## DIRECTIVES
1) Answer these questions using the Cedar Bluff text.
(a) What ZIP code is given for Cedar Bluff?
(b) What elevation is listed for Cedar Bluff?
(c) Which company has a regional headquarters in the neighborhood?
2) Continue the Cedar Bluff text from its last sentence.

## TEXT BLOCK
____

- Cedar Bluff
- Cedar Bluff Location in Tennessee and the United States Cedar Bluff Cedar Bluff (the United States)
- Coordinates: 35°55′35″N 84°05′40″W﻿ / ﻿35.9264691°N 84.0943573°W
- Country: United States
- State: Tennessee
- County: Knox
- City: Knoxville
- Elevation: 942 ft (287 m)
- Time zone: UTC-5 (Eastern (EST))
- • Summer (DST): UTC-4 (EDT)
- ZIP code: 37923
- Area code: 865
- GNIS feature ID: 1279997

= Cedar Bluff, Knoxville =

Cedar Bluff is a neighborhood in Knoxville, Tennessee, United States. It located along Cedar Bluff Road north of I-40 in West Knoxville. The neighborhood lies at the heart of one of Knoxville's major commercial corridors, and is the site of a regional headquarters for Discovery, Inc.

____

## Stored items from a collection
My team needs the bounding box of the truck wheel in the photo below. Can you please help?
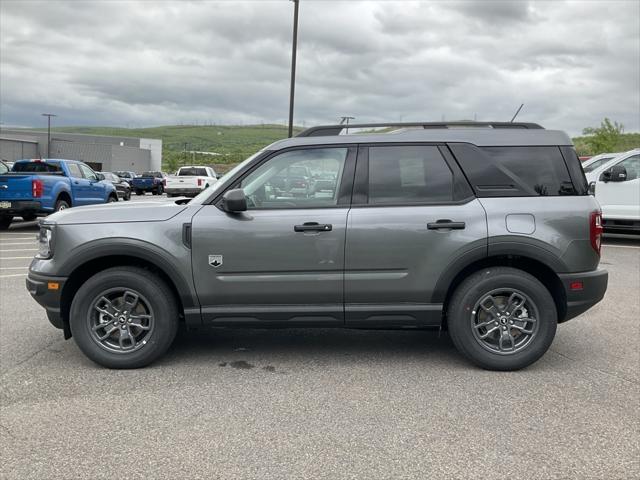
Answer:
[0,215,13,230]
[69,267,178,368]
[54,200,71,212]
[447,267,558,370]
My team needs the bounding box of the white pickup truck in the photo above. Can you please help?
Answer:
[164,166,218,197]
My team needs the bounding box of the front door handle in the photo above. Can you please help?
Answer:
[427,219,466,230]
[293,222,333,232]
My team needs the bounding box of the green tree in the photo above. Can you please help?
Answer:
[582,118,624,155]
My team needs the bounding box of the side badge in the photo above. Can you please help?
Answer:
[209,255,222,268]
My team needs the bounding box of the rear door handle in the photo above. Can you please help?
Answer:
[293,222,333,232]
[427,219,466,230]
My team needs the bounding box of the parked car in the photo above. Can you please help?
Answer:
[164,166,218,197]
[131,172,167,195]
[100,172,131,200]
[0,159,118,230]
[582,153,620,174]
[113,170,138,185]
[27,123,608,370]
[587,148,640,233]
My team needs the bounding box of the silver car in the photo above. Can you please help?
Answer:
[27,122,607,370]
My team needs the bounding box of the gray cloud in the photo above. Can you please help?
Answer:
[0,0,640,134]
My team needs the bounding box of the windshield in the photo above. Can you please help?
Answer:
[189,150,264,205]
[12,161,62,173]
[178,167,208,177]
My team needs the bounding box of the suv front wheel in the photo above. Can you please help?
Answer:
[447,267,558,370]
[70,267,178,368]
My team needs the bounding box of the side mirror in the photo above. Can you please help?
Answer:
[222,188,247,213]
[600,165,627,182]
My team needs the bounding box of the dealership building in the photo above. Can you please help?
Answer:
[0,128,162,173]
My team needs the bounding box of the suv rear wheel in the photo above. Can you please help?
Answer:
[70,267,178,368]
[447,267,558,370]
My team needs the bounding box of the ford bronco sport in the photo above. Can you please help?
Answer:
[27,123,607,370]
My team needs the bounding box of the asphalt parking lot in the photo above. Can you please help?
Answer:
[0,195,640,479]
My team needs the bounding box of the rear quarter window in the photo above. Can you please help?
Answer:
[450,144,584,197]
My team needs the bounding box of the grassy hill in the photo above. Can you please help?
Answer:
[573,133,640,155]
[36,125,640,172]
[39,125,302,172]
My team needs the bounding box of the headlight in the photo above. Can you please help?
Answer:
[38,227,53,258]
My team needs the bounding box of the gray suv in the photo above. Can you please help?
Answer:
[27,123,607,370]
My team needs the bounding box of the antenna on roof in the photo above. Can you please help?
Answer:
[511,103,524,123]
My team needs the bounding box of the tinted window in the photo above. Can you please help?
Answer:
[369,146,453,204]
[12,162,62,173]
[67,163,82,178]
[178,167,209,177]
[78,164,98,180]
[618,155,640,180]
[240,148,348,209]
[481,147,576,196]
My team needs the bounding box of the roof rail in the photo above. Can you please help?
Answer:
[296,121,544,137]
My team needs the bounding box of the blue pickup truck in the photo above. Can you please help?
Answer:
[0,159,118,230]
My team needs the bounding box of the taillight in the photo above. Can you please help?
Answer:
[589,210,604,255]
[31,180,44,198]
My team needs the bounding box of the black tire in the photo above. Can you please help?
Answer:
[69,267,178,368]
[0,215,13,230]
[54,199,71,212]
[447,267,558,371]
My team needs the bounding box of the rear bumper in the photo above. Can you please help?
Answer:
[0,200,42,215]
[26,272,67,328]
[558,269,609,322]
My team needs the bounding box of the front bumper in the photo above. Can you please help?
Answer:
[26,272,67,329]
[558,269,609,322]
[0,200,41,216]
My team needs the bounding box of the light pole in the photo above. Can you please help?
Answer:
[289,0,300,138]
[42,113,57,158]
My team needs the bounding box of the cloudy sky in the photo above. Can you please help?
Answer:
[0,0,640,134]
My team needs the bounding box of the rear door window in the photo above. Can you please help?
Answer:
[369,145,453,205]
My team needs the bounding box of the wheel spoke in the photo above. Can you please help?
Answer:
[93,323,118,342]
[510,323,533,335]
[122,290,140,311]
[118,328,136,350]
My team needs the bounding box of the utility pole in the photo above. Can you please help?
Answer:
[42,113,57,158]
[289,0,300,138]
[340,117,356,134]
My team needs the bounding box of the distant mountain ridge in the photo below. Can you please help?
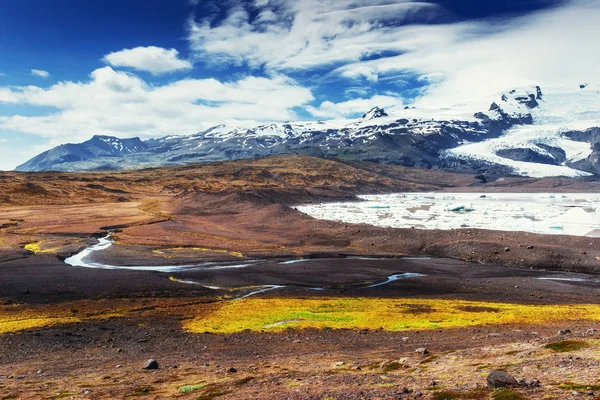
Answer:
[16,86,600,176]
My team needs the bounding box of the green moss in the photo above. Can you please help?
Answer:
[51,393,75,400]
[558,382,600,391]
[178,384,206,393]
[492,389,524,400]
[383,361,402,372]
[544,340,588,353]
[431,389,489,400]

____

## THE RESPONSES
1)
(a) 37923
(b) 942 ft (287 m)
(c) Discovery, Inc.

2)
==Geography==
Cedar Bluff is located west of the West Hills neighborhood, and east of Pellissippi Parkway (I-140). It is accessible by Cedar Bluff Road, Park West Boulevard, and Tennessee State Route 169 (Middlebrook Pike).

==Economy==
Cedar Bluff is the location of many of West Knoxville's office and technology parks, due its proximity to Oak Ridge and Oak Ridge National Laboratory.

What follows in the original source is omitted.